» Items excerpted from a collection
◆ ◆ ◆ ◆ ◆

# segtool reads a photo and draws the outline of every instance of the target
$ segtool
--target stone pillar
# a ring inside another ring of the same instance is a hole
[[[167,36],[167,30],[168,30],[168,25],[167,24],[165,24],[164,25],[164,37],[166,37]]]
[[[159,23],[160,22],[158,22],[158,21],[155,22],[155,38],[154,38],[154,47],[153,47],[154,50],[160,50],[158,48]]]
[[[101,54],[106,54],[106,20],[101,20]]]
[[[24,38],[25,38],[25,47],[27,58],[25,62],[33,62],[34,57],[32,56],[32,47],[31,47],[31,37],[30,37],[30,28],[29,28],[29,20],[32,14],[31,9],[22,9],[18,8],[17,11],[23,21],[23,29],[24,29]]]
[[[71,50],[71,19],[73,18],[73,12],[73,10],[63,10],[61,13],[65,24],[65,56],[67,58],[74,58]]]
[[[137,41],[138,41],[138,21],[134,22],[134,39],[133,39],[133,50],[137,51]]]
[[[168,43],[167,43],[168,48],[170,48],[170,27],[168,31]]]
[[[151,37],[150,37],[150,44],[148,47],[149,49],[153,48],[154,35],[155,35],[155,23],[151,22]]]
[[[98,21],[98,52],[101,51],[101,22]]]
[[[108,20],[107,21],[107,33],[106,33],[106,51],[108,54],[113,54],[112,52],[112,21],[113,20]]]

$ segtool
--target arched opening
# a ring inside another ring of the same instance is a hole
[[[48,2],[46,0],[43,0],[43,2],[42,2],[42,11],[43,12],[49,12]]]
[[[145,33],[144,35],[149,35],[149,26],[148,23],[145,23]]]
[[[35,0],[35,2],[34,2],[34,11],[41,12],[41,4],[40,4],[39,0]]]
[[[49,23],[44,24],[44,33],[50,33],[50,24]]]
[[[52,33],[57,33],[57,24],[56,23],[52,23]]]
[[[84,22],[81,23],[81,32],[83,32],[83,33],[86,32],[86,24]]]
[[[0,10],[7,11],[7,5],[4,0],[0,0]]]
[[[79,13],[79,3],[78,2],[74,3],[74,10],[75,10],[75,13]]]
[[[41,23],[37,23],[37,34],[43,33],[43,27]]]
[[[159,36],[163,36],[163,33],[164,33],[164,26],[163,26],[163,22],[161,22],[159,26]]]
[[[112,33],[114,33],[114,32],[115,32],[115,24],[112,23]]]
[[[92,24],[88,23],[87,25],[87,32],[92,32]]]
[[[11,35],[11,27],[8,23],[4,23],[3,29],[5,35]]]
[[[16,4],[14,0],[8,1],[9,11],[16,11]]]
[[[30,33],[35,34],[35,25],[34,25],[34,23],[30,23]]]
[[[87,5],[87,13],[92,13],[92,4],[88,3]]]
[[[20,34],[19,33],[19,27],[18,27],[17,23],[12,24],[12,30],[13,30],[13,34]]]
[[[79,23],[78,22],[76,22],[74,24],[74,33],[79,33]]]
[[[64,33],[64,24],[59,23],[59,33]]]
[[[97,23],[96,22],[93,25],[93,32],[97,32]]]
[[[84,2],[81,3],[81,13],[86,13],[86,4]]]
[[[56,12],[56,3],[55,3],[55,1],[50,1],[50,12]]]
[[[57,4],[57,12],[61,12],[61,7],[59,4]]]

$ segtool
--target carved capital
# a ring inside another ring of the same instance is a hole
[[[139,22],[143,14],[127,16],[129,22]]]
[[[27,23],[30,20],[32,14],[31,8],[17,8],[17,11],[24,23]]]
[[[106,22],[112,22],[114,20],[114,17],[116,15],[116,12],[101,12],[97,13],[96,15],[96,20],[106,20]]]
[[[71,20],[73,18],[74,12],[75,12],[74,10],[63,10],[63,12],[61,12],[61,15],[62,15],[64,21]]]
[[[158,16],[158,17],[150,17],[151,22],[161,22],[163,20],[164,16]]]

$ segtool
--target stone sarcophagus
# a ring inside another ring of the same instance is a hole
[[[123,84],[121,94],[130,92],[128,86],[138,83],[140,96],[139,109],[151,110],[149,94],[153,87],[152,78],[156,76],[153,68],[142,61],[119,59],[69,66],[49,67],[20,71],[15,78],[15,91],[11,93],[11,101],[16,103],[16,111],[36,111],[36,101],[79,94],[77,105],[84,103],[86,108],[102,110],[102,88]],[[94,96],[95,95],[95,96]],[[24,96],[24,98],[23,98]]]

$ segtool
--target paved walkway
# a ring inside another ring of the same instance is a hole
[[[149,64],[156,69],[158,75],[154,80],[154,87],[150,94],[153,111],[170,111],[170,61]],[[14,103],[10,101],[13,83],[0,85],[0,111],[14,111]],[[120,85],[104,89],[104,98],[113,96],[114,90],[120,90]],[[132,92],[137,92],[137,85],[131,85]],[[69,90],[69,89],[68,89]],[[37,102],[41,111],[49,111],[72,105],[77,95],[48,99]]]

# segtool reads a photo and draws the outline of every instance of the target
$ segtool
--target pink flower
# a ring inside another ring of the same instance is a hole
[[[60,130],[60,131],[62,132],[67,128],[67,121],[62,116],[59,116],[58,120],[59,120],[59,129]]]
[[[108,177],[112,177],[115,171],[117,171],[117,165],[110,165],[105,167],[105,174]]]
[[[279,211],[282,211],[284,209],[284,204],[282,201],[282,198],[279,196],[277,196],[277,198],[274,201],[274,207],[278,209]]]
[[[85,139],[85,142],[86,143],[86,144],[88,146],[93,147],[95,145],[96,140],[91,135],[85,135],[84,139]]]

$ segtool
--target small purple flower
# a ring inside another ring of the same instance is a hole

◆ ◆ ◆ ◆ ◆

» Requirement
Can you update the items above by changing every "outline" to "boundary" and leaving everything else as it is?

» Finished answer
# segtool reads a photo and draws the boundary of every instance of the target
$ segtool
--target stone pillar
# a ring inside another ring of the same instance is a hole
[[[167,36],[167,30],[168,30],[168,25],[167,24],[165,24],[164,25],[164,37],[166,37]]]
[[[159,23],[160,22],[158,22],[158,21],[155,22],[155,38],[154,38],[154,47],[153,47],[154,50],[160,50],[158,48]]]
[[[101,54],[106,54],[106,20],[101,20]]]
[[[24,38],[25,38],[25,47],[27,58],[25,62],[33,62],[34,57],[32,56],[32,47],[31,47],[31,37],[30,37],[30,28],[29,28],[29,20],[32,14],[31,9],[22,9],[18,8],[17,11],[23,21],[23,29],[24,29]]]
[[[71,50],[71,19],[73,18],[73,12],[73,10],[63,10],[61,13],[65,24],[65,56],[67,58],[74,58]]]
[[[137,41],[138,41],[138,21],[134,22],[134,39],[133,39],[133,50],[137,51]]]
[[[168,43],[167,43],[168,48],[170,48],[170,27],[168,31]]]
[[[151,37],[150,37],[150,44],[148,47],[149,49],[153,48],[154,35],[155,35],[155,23],[151,22]]]
[[[98,21],[98,52],[101,51],[101,22]]]
[[[108,20],[107,21],[107,33],[106,33],[106,51],[108,54],[113,54],[112,52],[112,21],[113,20]]]

$ segtool
--target arched opening
# a ring inside another ring of the same instance is a hole
[[[48,2],[46,0],[43,0],[43,2],[42,2],[42,11],[43,12],[49,12]]]
[[[145,33],[144,35],[149,35],[149,26],[148,23],[145,23]]]
[[[35,0],[35,2],[34,2],[34,11],[41,12],[41,4],[40,4],[39,0]]]
[[[49,23],[44,24],[44,33],[50,33],[50,24]]]
[[[52,33],[57,33],[57,24],[56,23],[52,23]]]
[[[84,22],[81,23],[81,32],[83,32],[83,33],[86,32],[86,24]]]
[[[0,10],[7,11],[7,5],[4,0],[0,0]]]
[[[79,13],[79,3],[78,2],[74,3],[74,10],[75,10],[75,13]]]
[[[41,23],[37,23],[37,34],[43,33],[43,27]]]
[[[159,36],[163,36],[163,33],[164,33],[164,26],[163,26],[163,22],[161,22],[159,26]]]
[[[112,33],[114,33],[114,32],[115,32],[115,24],[112,23]]]
[[[92,24],[88,23],[87,25],[87,32],[92,32]]]
[[[11,35],[11,27],[8,23],[4,23],[3,29],[5,35]]]
[[[16,4],[14,0],[8,1],[9,11],[16,11]]]
[[[30,33],[35,34],[35,25],[34,25],[34,23],[30,23]]]
[[[87,5],[87,13],[92,13],[92,4],[88,3]]]
[[[20,34],[19,33],[19,27],[18,27],[17,23],[12,24],[12,30],[13,30],[13,34]]]
[[[79,23],[78,22],[76,22],[74,24],[74,33],[79,33]]]
[[[64,33],[64,24],[59,23],[59,33]]]
[[[97,23],[96,22],[93,25],[93,32],[97,32]]]
[[[84,2],[81,3],[81,13],[86,13],[86,4]]]
[[[56,12],[56,3],[55,3],[55,1],[50,1],[50,12]]]
[[[57,4],[57,12],[61,12],[61,7],[59,4]]]

$ segtool
--target carved capital
# a ring inside another ring of the same instance is a hole
[[[139,22],[143,14],[127,16],[129,22]]]
[[[27,23],[30,20],[32,14],[31,8],[17,8],[17,11],[24,23]]]
[[[106,22],[112,22],[114,20],[114,17],[116,15],[116,12],[101,12],[97,13],[96,15],[96,20],[106,20]]]
[[[71,20],[73,18],[74,12],[75,12],[74,10],[63,10],[63,12],[61,12],[61,15],[62,15],[64,21]]]
[[[158,16],[158,17],[150,17],[151,22],[161,22],[163,20],[164,16]]]

$ segtool
--target stone sarcophagus
# a ring inside another ring of the same instance is a hole
[[[123,84],[121,94],[130,92],[128,86],[138,83],[140,96],[139,109],[151,110],[149,94],[153,87],[152,78],[156,76],[153,68],[142,61],[119,59],[69,66],[49,67],[20,71],[15,78],[15,91],[11,93],[11,101],[16,103],[16,111],[36,111],[36,101],[79,94],[77,105],[84,103],[86,108],[102,110],[102,88]],[[94,96],[95,95],[95,96]],[[24,96],[24,98],[23,98]]]

$ segtool
--target paved walkway
# a ring inside another ring of the same instance is a hole
[[[149,64],[156,69],[158,75],[154,80],[154,87],[150,94],[153,111],[170,111],[170,61]],[[14,103],[10,101],[13,83],[0,85],[0,111],[14,111]],[[120,85],[104,89],[104,98],[113,96],[114,90],[120,90]],[[132,92],[137,92],[137,85],[131,85]],[[69,90],[69,89],[68,89]],[[37,102],[41,111],[49,111],[72,105],[77,95],[48,99]]]

# segtool reads a photo and draws the boundary of every instance of the target
$ segtool
--target pink flower
# a ring inside another ring of the same instance is a hole
[[[60,130],[60,131],[62,132],[67,128],[67,121],[62,116],[59,116],[58,120],[59,120],[59,129]]]
[[[108,177],[112,177],[115,171],[117,171],[117,165],[110,165],[105,167],[105,174]]]
[[[279,211],[282,211],[284,209],[284,204],[282,201],[282,198],[279,196],[277,196],[277,198],[274,201],[274,207],[278,209]]]
[[[85,139],[85,142],[86,143],[86,144],[88,146],[93,147],[95,145],[96,140],[91,135],[85,135],[84,139]]]

$ segtool
--target small purple flower
# a ring inside another ring of the same instance is a hole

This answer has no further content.